## YOUR INSTRUCTIONS:
Where the records below reach the line containing "shrub in the image above.", start transcribing, and end with the line containing "tree in the image above.", exactly and with nothing else added.
###
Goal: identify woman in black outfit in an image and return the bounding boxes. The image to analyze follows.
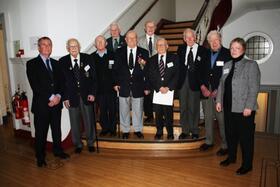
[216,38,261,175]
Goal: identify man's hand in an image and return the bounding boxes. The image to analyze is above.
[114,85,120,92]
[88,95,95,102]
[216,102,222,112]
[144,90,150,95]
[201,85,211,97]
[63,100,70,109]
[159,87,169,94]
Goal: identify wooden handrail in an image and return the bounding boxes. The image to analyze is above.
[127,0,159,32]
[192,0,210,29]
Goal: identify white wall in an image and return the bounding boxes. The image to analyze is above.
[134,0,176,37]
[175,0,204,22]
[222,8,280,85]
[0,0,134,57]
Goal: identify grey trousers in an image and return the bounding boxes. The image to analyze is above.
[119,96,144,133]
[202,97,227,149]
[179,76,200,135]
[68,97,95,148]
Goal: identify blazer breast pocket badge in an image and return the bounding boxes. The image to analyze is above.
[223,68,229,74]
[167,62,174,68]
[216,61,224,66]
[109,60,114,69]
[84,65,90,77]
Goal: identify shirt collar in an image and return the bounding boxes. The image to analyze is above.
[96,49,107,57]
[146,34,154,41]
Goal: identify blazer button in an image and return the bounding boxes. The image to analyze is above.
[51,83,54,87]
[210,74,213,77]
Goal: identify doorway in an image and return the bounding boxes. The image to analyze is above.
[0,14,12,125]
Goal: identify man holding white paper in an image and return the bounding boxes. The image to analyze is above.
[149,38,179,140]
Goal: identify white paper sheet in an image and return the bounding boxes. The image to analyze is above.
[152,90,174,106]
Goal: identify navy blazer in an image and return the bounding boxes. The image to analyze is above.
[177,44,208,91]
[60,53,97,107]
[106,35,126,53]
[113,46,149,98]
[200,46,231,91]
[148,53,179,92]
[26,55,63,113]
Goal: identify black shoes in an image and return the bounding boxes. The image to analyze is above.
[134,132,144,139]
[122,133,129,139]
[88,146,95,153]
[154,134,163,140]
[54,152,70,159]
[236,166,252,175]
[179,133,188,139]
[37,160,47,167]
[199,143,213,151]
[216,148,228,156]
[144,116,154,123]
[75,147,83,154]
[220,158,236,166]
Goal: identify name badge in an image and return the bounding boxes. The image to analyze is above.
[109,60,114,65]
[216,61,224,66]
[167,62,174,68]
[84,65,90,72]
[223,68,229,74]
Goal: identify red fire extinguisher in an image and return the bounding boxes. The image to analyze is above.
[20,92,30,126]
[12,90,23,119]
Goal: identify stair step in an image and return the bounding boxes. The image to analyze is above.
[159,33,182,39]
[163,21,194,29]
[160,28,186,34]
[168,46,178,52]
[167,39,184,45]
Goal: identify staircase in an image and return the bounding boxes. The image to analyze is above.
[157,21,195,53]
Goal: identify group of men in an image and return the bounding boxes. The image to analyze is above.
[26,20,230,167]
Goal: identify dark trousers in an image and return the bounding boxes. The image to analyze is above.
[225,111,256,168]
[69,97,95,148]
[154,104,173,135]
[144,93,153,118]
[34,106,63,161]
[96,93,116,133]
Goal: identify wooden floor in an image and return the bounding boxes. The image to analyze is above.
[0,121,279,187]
###
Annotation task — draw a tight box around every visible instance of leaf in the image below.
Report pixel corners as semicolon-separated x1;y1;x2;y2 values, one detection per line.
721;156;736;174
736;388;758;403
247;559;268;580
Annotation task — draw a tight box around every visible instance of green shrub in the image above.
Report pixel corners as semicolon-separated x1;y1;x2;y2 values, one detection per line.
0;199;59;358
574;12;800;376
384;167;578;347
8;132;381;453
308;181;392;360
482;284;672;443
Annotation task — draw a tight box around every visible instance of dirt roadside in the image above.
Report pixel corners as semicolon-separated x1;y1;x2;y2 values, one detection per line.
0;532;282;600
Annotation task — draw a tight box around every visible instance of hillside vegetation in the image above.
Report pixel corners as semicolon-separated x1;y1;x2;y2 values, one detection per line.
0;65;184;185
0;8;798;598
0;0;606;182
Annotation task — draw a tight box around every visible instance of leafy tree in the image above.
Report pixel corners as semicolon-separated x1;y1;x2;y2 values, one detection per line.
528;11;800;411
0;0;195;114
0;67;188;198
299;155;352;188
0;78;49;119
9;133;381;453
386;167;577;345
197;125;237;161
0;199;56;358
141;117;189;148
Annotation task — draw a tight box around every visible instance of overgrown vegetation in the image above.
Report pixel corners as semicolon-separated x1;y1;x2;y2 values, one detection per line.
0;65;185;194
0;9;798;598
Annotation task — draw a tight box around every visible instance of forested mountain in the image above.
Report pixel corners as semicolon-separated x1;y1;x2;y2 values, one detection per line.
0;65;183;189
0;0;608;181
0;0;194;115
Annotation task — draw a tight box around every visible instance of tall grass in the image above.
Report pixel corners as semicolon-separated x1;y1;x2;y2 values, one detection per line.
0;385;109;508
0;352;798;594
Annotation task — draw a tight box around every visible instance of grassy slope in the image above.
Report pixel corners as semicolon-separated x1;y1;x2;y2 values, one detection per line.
###
## RESULT OF THIS TASK:
Annotation task — draw a tight box around every visible instance of green shrub in the image above.
Report pixel corners as semicolon-separated x1;y1;x2;y2 values, one detection per line.
0;199;59;358
574;12;800;376
384;167;578;347
8;132;381;453
308;181;392;360
482;284;672;443
Annotation task — draw a tight box around every visible instance of dirt roadside in the image above.
Report pixel corners as semicolon-separated x1;y1;x2;y2 values, one detection per line.
0;532;282;600
Annotation task — draw a tight box around every visible instance of hillside vegetation in the image above.
Report pixel corners as semicolon-separated x1;y1;x2;y2 values, one detection per line.
0;65;184;185
0;8;798;598
0;0;606;182
Annotation task — draw a tight box around every visible instance of leafy tree in the image above.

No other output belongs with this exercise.